WRITTEN INSTRUCTION 1:
List every full file path that begins with a slash in the thread below about running coqui-ai with speech-dispatcher. Give each path once.

SELECTED EXCERPT:

+ + + + +

AddModule "coqui-ai" "sd_generic" "coqui-ai.conf"

DefaultVoiceType "FEMALE1"
DefaultModule coqui-ai
DefaultLanguage "en"
AudioOutputMethod "libao" // Need this because I'm on a Debian testing instance that uses pipewire

When I test with spd-say, I don't see any errors in the coqui-ai or speech-dispatcher log files (located at /var/log/speech-dispatcher/coqui-ai.log and /var/log/speech-dispatcher/speech-dispatcher.log respectively). To ensure that the log files are being used, I updated the LogLevel to 5 in the speech dispatcher configuration and added Debug 1 in coqui-ai.conf.

The previous discussion in this repo was inconclusive.

erogol · 2023-05-08T09:06:30Z

erogol
May 8, 2023
Maintainer

For the dev team it is out of scope but no say no for a PR

0 replies

jukefr · 2023-06-06T02:48:42Z

jukefr
Jun 6, 2023

Okay so following this post to try and get this to read an ebook for me I managed to get it running by first making TTS a system wide available package (guessing the issue you are having is the pyenv maybe?)

$ sudo -H python3.9 -m ensurepip
$ sudo -H python3.9 -m pip install TTS

Next I created /etc/speech-dispatcher/modules/coqui-generic.conf with

GenericExecuteSynth "tts --text \'$DATA\' --out_path /tmp/speech.wav && $PLAY_COMMAND /tmp/speech.wav"
AddVoice "en" "FEMALE1" "en_UK/apope_low"

And added to /etc/speech-dispatcher/speechd.conf

DefaultVoiceType  "FEMALE1"
DefaultLanguage "en"

+ + + + +

GIVEN DATA:

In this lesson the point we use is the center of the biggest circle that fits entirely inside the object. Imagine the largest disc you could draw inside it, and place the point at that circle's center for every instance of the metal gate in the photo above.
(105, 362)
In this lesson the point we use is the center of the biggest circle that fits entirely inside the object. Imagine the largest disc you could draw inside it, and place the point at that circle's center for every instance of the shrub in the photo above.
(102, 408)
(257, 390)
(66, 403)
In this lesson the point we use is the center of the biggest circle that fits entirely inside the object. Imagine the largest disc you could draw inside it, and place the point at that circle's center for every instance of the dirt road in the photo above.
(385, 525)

+ + + + +

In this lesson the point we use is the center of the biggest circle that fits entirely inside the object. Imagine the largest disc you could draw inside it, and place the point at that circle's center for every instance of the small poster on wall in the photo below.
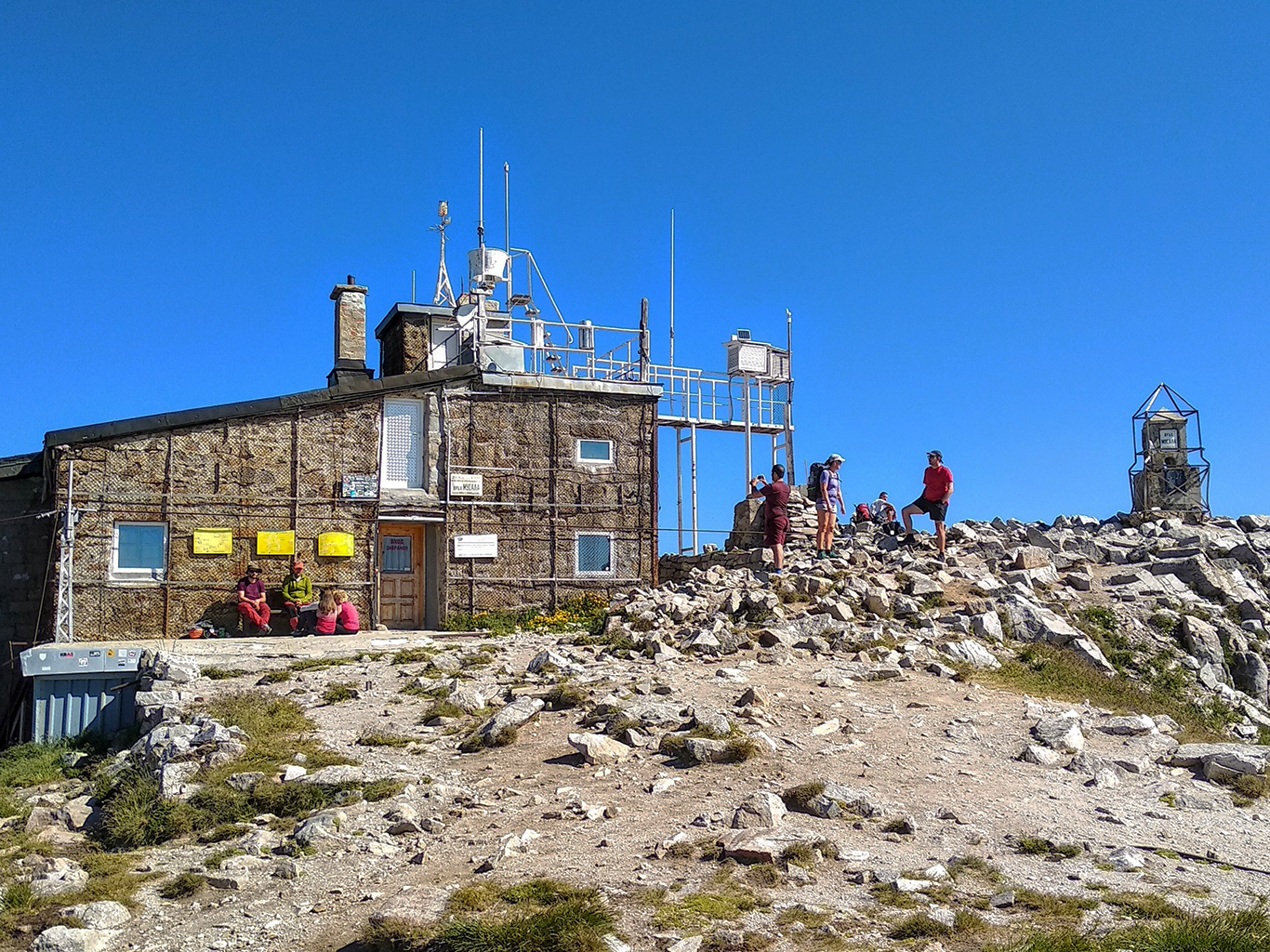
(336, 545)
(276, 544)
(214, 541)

+ + + + +

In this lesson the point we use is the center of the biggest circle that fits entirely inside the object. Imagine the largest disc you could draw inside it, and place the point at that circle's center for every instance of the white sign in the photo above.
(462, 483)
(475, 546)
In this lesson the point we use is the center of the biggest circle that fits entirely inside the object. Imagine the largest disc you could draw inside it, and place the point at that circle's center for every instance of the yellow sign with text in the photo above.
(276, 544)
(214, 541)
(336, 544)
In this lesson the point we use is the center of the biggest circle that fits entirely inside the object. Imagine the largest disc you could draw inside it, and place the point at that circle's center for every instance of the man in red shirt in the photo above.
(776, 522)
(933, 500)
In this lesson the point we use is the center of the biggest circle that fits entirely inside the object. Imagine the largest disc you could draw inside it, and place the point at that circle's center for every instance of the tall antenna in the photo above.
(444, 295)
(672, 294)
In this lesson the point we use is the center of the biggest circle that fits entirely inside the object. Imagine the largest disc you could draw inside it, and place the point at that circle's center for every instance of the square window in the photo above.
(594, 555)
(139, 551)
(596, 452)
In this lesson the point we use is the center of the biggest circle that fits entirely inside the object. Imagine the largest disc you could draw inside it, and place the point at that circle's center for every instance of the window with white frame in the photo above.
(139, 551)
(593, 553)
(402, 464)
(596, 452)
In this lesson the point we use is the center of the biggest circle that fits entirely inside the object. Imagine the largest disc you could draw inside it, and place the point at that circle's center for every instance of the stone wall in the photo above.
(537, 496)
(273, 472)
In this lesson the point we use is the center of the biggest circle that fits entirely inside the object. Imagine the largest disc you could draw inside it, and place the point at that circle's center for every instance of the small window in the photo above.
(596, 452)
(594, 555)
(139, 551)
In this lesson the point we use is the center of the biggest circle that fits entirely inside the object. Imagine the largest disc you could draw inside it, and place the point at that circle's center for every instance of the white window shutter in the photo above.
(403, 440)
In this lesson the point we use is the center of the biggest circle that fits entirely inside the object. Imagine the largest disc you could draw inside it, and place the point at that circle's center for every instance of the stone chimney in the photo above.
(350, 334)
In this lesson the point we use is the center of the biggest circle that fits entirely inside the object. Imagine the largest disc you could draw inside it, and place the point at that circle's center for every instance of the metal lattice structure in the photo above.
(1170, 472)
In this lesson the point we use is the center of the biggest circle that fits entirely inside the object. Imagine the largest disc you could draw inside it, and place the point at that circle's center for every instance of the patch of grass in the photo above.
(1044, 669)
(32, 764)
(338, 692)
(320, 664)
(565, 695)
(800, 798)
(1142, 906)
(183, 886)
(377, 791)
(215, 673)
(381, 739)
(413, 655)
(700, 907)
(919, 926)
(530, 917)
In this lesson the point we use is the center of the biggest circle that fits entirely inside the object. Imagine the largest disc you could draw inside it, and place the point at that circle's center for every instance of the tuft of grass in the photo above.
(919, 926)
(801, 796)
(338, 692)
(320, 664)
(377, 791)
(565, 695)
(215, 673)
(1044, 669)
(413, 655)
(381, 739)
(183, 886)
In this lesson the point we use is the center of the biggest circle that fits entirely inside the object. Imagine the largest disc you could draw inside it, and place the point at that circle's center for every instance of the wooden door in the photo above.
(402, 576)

+ + + + +

WRITTEN INSTRUCTION 2:
Pull out each line of the entries that contains the string "sign".

CORRECT RESULT 1:
/var/log/speech-dispatcher/coqui-ai.log
/var/log/speech-dispatcher/speech-dispatcher.log
/etc/speech-dispatcher/modules/coqui-generic.conf
/tmp/speech.wav
/etc/speech-dispatcher/speechd.conf

CORRECT RESULT 2:
In this lesson the point we use is the center of the biggest circle that fits entirely inside the object. Imagine the largest disc you could draw inside it, and place the point at that circle's center for every instance of the white sign in the photo above.
In this lesson the point we use is the center of the biggest circle that fits entirely inside the object. Imagine the largest disc you could draw inside it, and place the point at that circle's center for every instance of the yellow sign with text in the photo above.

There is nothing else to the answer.